━━━━━ TEXT TO READ

= 2024 Copa Sudamericana group stage =

Football tournament

The 2024 Copa Sudamericana group stage was played from 2 April to 8 June 2024. A total of 32 teams competed in the group stage to decide 16 of the 24 places in the final stages of the 2024 Copa Sudamericana.

==Draw==

The draw for the group stage was held on 18 March 2024, 20:00 PYST (UTC−3), at the CONMEBOL Convention Centre in Luque, Paraguay.

Teams were seeded by their CONMEBOL Clubs ranking as of 18 December 2023 (shown in parentheses), taking into account the following three factors:
1. Performance in the last 10 years, taking into account Copa Libertadores and Copa Sudamericana results in the period 2014–2023.
2. Historical coefficient, taking into account Copa Libertadores and Copa Sudamericana results in the period 1960–2013 and 2002–2013 respectively.
3. Local tournament champion, with bonus points awarded to domestic league champions of the last 10 years.

For the group stage, the 32 teams were drawn into eight groups (Groups A–H) of four containing a team from each of the four pots. The four losers of the Copa Libertadores third stage were seeded into Pot 4. Teams from the same association could not be drawn into the same group.

Group stage draw
| Pot 1 | Pot 2 | Pot 3 | Pot 4 |
|---|---|---|---|
| Boca Juniors (3); Athletico Paranaense (6); Internacional (11); Racing (20); Corinthians (22); Defensa y Justicia (29); Cruzeiro (33); Lanús (35); | Fortaleza (39); Argentinos Juniors (46); Independiente Medellín (51); Delfín (78); Unión La Calera (80); Danubio (87); Metropolitanos (91); Coquimbo Unido (95); | Universidad Católica (99); Universidad César Vallejo (118); Sportivo Luqueño (133); Cuiabá (142); Nacional Potosí (167); Belgrano (195); Racing (210); Sportivo Ameliano (236); | Real Tomayapo (No rank); Alianza (No rank); Deportivo Garcilaso (No rank); Rayo Zuliano (No rank); Red Bull Bragantino (41); Nacional (84); Always Ready (74); Sportivo Trinidense (No rank); |

- Notes

The following were the four losers of the third stage of the 2024 Copa Libertadores qualifying stages which joined the 12 direct entrants and the 16 Copa Sudamericana first stage winners in the group stage.

━━━━━━━━━━
━━━━━ INFORMATION PROVIDED

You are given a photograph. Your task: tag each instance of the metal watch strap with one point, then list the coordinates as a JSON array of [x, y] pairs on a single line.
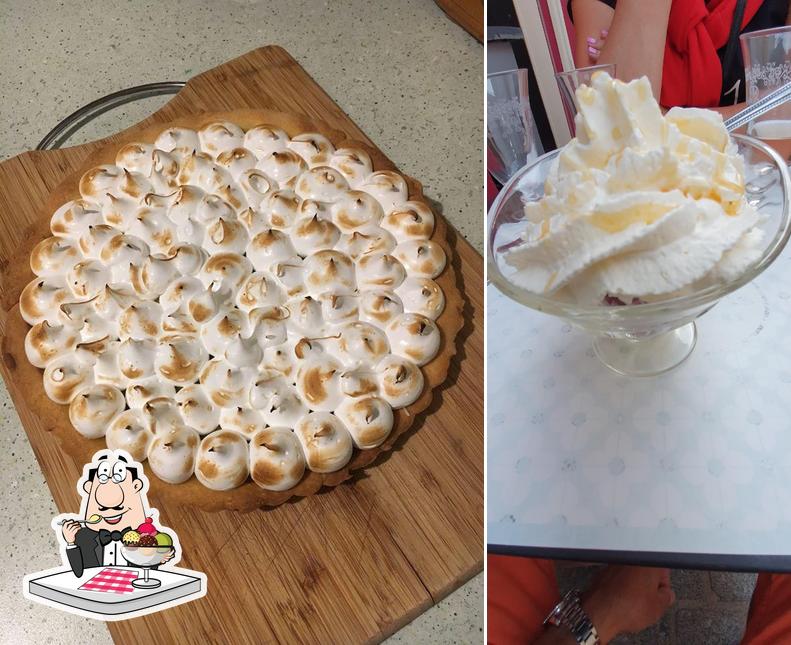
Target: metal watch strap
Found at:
[[570, 614]]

━━━━━━━━━━

▶ [WHAT THIS EXERCISE ASKS]
1. Which teams in Pot 4 of the 2024 Copa Sudamericana group stage article are shown with no ranking?
2. According to the 2024 Copa Sudamericana group stage article, where was the group stage draw held?
3. Write the next part of the 2024 Copa Sudamericana group stage article, continuing after its final sentence.
None of the material is needed here.

▶ [THE RESULTS]
1. Real Tomayapo, Alianza, Deportivo Garcilaso, Rayo Zuliano, Sportivo Trinidense

2. At the CONMEBOL Convention Centre in Luque, Paraguay.

3.
| Match | Third stage losers |
|---|---|
| G1 | Red Bull Bragantino |
| G2 | Nacional |
| G3 | Always Ready |
| G4 | Sportivo Trinidense |

==Format==

In the group stage, each group was played on a home-and-away round-robin basis. The teams were ranked according to the following criteria: 1. Points (3 points for a win, 1 point for a draw, and 0 points for a loss); 2. Goal difference; 3. Goals scored; 4. Away goals scored; 5. CONMEBOL ranking (Regulations Article 2.4.2).

The winners of each group advanced to the round of 16 of the final stages, whilst the runners-up of each group advanced to the knockout round play-offs of the final stages.

==Schedule==
The schedule of each matchday was as follows (Regulations Article 2.2.2).

| Matchday | Dates | Matches |
|---|---|---|
| Matchday 1 | 2–4 April 2024 | Team 4 vs. Team 2, Team 3 vs. Team 1 |
| Matchday 2 | 9–11 April 2024 | Team 2 vs. Team 3, Team 1 vs. Team 4 |
| Matchday 3 | 23–25 April 2024 | Team 2 vs. Team 1, Team 4 vs. Team 3 |
| Matchday 4 | 7–9 May 2024 | Team 3 vs. Team 2, Team 4 vs. Team 1 |
| Matchday 5 | 14–16 May 2024 | Team 1 vs. Team 2, Team 3 vs. Team 4 |
| Matchday 6 | 28–30 May 2024 | Team 1 vs. Team 3, Team 2 vs. Team 4 |

==Groups==
===Group A===

Universidad César Vallejo 0-1 Defensa y Justicia
  Defensa y Justicia: Zapata 59'

Always Ready 2-0 Independiente Medellín
  Always Ready: Wesley Tanque 45', Lima 55'
----

Defensa y Justicia 1-1 Always Ready
  Defensa y Justicia: Fernández 30'
  Always Ready: Terrazas 73'

Independiente Medellín 4-2 Universidad César Vallejo
  Independiente Medellín: Vásquez 12', 23' (pen.), León 48', García 79'
  Universidad César Vallejo: Mena 63', Vélez 76' (pen.)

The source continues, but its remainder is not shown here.